# Directions
Rewrite the listing that begins at the line containing "Q: Bound the dirt ground with a box." and ends after the line containing "[28,229,500,282]", changing "rock" to "stone" and leaving everything else the same.

>> START Data records

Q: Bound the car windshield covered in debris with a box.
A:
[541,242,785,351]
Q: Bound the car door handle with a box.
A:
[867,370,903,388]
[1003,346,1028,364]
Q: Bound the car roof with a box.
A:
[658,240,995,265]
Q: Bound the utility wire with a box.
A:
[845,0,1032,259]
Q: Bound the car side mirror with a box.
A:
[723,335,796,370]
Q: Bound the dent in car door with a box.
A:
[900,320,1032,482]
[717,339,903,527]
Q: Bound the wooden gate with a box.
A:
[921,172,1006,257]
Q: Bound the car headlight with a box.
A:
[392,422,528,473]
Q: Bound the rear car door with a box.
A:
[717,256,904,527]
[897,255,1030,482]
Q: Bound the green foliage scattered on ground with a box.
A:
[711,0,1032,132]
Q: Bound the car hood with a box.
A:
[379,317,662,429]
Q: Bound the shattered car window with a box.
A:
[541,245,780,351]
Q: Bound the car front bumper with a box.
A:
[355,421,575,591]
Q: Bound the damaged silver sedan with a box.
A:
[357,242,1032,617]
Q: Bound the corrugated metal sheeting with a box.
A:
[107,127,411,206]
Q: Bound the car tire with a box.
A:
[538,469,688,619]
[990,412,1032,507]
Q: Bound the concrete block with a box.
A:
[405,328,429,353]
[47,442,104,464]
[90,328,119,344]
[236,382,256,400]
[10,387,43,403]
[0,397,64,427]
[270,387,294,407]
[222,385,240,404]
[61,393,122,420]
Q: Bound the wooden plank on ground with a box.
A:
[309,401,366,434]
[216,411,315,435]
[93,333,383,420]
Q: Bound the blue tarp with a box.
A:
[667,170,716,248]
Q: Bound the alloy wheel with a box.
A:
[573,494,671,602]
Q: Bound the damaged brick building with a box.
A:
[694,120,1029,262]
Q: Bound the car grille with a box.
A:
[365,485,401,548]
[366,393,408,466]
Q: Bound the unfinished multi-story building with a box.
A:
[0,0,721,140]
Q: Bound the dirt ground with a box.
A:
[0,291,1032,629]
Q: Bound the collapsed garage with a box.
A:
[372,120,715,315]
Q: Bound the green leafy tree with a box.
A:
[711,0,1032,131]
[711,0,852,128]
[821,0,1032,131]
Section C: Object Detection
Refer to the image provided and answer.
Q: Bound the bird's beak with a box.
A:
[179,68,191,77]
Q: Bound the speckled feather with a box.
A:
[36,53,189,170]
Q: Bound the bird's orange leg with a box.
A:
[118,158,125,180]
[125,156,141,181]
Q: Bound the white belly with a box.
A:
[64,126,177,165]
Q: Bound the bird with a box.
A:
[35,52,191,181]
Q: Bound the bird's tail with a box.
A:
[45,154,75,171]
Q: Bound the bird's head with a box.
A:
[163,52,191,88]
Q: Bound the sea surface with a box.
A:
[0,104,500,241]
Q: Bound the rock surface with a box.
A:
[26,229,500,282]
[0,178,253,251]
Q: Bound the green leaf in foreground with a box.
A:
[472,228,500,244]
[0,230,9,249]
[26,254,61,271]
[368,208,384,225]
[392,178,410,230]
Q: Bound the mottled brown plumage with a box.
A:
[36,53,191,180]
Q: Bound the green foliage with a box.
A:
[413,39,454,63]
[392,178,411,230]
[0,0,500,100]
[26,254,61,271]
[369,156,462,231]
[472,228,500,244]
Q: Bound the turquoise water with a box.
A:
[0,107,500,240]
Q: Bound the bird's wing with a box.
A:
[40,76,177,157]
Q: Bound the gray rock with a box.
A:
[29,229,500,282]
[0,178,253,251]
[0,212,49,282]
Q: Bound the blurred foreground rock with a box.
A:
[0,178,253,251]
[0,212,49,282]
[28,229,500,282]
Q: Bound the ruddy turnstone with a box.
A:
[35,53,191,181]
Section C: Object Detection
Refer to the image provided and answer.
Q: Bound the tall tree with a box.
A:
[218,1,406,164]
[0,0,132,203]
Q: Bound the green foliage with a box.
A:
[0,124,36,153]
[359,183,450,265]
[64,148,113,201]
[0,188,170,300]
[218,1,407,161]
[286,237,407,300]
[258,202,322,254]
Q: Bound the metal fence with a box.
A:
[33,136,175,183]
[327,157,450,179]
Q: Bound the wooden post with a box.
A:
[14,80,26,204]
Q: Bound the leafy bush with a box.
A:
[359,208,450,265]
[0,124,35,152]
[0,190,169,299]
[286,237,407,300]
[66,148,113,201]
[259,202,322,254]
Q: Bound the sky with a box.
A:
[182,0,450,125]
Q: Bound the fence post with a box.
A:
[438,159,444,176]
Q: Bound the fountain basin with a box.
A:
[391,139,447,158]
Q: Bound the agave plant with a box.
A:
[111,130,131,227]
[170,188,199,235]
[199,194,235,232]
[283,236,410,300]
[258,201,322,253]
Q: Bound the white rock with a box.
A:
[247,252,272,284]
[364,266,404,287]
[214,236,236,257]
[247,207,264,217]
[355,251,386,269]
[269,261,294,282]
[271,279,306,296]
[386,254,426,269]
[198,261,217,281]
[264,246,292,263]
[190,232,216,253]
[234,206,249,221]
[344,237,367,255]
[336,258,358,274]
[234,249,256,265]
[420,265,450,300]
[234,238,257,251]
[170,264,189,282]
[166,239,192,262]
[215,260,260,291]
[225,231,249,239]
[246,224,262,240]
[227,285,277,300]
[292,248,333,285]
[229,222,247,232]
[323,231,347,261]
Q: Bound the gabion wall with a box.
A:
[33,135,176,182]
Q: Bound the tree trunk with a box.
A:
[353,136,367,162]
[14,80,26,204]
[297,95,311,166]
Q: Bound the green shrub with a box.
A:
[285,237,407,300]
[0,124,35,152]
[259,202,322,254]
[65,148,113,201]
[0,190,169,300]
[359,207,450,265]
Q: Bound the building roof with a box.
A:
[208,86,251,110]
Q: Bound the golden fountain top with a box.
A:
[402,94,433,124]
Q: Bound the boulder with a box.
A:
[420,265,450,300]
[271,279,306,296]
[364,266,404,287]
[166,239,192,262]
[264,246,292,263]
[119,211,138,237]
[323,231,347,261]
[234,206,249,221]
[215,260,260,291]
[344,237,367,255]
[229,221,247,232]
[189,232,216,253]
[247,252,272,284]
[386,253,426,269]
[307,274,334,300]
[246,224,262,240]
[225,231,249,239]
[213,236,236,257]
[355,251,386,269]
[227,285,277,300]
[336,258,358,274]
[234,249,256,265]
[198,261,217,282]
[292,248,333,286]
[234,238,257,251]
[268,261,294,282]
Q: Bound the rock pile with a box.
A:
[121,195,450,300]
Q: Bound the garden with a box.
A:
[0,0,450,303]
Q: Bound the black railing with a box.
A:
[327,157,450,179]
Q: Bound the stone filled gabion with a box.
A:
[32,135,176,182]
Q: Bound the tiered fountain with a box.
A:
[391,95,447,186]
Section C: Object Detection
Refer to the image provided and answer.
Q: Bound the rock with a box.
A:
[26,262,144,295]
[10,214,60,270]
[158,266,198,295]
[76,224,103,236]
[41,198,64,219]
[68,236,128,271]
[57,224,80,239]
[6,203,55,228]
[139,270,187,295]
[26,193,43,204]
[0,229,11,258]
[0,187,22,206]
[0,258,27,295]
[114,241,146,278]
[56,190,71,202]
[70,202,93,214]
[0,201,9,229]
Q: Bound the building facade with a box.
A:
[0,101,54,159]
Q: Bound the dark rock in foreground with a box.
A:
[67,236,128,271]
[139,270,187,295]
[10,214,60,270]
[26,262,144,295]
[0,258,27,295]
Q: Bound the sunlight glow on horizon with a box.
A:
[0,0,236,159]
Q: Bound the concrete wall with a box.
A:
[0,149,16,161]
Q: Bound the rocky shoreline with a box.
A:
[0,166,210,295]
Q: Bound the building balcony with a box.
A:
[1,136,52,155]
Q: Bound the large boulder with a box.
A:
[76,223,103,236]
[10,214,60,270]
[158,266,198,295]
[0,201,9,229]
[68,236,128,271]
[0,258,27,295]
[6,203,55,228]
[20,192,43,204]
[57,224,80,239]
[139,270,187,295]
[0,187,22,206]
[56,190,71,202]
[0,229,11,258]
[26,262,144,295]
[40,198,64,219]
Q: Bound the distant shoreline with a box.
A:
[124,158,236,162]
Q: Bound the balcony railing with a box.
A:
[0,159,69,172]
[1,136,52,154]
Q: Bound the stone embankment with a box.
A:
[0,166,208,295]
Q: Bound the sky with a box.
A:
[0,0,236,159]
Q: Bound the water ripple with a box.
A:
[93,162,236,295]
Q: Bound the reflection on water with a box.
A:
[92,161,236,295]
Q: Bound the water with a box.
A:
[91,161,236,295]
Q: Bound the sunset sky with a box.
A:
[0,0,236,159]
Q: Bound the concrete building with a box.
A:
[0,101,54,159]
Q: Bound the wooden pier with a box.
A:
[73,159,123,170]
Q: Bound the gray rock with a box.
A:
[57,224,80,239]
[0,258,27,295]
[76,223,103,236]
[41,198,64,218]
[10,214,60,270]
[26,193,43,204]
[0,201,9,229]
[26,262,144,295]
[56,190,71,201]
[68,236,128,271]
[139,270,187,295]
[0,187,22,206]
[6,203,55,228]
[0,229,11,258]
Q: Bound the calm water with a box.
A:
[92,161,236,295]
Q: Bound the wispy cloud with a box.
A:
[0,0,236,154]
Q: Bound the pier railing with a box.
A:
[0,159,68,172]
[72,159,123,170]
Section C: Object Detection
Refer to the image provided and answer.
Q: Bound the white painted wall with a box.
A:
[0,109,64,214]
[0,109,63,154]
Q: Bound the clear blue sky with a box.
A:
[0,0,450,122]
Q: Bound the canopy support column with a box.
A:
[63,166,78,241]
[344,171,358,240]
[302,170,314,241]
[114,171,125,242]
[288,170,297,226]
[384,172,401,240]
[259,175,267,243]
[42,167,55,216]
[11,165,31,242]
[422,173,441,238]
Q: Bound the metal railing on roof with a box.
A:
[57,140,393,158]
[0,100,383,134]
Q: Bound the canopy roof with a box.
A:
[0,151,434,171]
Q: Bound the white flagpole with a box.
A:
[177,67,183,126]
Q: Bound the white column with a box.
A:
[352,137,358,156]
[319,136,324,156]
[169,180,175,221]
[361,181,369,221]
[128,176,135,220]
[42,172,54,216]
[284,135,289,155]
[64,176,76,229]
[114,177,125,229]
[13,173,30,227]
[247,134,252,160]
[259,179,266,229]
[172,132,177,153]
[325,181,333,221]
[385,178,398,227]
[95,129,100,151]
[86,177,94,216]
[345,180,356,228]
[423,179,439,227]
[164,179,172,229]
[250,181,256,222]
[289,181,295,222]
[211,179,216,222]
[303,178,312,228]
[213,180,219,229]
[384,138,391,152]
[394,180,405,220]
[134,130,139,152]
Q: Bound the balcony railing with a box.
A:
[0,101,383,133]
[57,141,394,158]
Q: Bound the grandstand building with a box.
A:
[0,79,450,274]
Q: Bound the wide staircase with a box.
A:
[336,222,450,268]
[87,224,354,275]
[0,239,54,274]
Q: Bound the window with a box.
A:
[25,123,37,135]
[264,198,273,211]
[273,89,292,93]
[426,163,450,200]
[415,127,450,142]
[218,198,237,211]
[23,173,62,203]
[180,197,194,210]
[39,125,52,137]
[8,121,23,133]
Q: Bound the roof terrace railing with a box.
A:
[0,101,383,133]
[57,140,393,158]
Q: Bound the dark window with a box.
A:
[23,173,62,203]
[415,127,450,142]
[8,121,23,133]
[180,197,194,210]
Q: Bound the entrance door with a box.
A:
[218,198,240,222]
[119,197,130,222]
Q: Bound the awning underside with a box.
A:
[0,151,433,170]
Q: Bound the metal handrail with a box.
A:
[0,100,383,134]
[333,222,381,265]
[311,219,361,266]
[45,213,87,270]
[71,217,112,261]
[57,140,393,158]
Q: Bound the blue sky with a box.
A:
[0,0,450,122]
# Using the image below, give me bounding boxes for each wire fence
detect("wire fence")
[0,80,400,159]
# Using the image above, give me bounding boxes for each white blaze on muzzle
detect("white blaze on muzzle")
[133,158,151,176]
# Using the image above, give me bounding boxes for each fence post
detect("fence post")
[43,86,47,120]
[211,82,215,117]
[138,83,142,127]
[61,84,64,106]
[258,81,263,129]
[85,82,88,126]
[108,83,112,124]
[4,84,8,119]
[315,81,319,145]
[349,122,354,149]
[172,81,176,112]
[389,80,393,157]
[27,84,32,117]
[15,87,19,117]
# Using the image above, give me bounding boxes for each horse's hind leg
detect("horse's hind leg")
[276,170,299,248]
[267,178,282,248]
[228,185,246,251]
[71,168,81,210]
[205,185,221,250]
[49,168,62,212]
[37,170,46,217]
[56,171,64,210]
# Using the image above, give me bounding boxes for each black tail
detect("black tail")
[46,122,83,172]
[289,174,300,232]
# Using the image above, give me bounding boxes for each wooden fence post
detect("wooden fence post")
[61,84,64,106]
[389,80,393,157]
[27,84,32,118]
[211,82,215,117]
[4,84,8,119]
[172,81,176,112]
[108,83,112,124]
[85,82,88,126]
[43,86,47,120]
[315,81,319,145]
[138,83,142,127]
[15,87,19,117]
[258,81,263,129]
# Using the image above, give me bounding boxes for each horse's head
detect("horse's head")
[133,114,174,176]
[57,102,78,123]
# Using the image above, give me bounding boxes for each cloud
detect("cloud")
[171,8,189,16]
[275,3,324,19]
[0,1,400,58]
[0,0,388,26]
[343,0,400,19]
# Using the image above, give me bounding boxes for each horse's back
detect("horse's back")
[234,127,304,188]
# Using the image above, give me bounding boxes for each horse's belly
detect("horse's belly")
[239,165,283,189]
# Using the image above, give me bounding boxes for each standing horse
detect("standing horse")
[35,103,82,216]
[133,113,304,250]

>> END Data records

# Solution to the problem
Q: Bound the dirt ground with a box.
A:
[0,291,1032,629]
Q: Bound the collapsed garage with a box.
A:
[372,120,715,315]
Q: Bound the green leafy tree with a box.
A:
[711,0,1032,131]
[711,0,852,128]
[821,0,1032,131]
Section C: Object Detection
Refer to the image provided and answer.
Q: Bound the bird's beak with a box.
A:
[179,68,191,77]
Q: Bound the speckled feather with a box.
A:
[36,53,189,170]
Q: Bound the bird's orange leg with a box.
A:
[118,158,125,180]
[125,156,141,181]
Q: Bound the white belly with a box.
A:
[64,126,177,165]
Q: Bound the bird with a box.
A:
[35,52,191,181]
Q: Bound the bird's tail with a box.
A:
[45,154,75,171]
Q: Bound the bird's head with a box.
A:
[163,52,191,88]
Q: Bound the sea surface with a box.
A:
[0,104,500,241]
Q: Bound the stone surface with a box.
A:
[26,229,500,282]
[0,178,253,251]
Q: Bound the green leaf in foreground with a box.
A:
[472,228,500,244]
[0,230,9,249]
[26,254,61,271]
[368,208,384,225]
[392,178,410,230]
Q: Bound the mottled brown plumage with a box.
A:
[36,53,191,180]
Q: Bound the green foliage with a box.
A:
[413,39,454,63]
[392,178,411,230]
[0,0,500,100]
[26,254,61,271]
[369,156,462,231]
[472,228,500,244]
Q: Bound the turquoise water with a box.
A:
[0,107,500,240]
Q: Bound the bird's wing with a box.
A:
[40,76,177,157]
Q: Bound the gray stone with a box.
A:
[29,229,500,282]
[0,178,253,251]
[0,212,49,282]
Q: Bound the blurred foreground stone with a box.
A:
[0,178,253,251]
[0,212,49,282]
[28,229,500,282]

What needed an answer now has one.